How many lines in the records below contain the word "blossom"? Reply with the number alone.

━━━━

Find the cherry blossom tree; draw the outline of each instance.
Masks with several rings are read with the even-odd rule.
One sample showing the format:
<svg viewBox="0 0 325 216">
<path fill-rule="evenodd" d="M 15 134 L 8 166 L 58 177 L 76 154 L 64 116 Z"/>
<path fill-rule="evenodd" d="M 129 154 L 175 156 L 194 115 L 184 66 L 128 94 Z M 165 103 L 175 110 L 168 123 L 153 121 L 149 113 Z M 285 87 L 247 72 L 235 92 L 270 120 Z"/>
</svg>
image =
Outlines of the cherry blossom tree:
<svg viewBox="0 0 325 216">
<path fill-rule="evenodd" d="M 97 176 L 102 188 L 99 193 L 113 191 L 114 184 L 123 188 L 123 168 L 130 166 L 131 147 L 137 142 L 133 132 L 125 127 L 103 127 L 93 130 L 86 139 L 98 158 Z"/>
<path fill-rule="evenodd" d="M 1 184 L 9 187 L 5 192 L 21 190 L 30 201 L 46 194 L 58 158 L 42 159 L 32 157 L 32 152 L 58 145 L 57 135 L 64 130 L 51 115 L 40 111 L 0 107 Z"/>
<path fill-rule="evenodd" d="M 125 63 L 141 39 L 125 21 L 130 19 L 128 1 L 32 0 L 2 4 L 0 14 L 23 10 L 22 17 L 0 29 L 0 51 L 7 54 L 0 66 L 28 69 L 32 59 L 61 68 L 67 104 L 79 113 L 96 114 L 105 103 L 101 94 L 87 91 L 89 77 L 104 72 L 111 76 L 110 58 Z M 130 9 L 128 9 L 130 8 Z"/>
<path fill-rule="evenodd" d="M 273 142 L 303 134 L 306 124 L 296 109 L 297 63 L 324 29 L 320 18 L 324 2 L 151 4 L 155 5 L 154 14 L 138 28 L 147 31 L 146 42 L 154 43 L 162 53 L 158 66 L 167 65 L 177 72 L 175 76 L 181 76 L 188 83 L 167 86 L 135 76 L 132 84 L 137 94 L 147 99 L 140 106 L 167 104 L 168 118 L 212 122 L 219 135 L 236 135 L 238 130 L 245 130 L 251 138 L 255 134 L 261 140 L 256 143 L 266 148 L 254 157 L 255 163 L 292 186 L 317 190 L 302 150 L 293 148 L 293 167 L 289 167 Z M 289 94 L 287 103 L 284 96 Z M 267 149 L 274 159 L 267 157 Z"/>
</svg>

━━━━

* [Solution to the problem] 2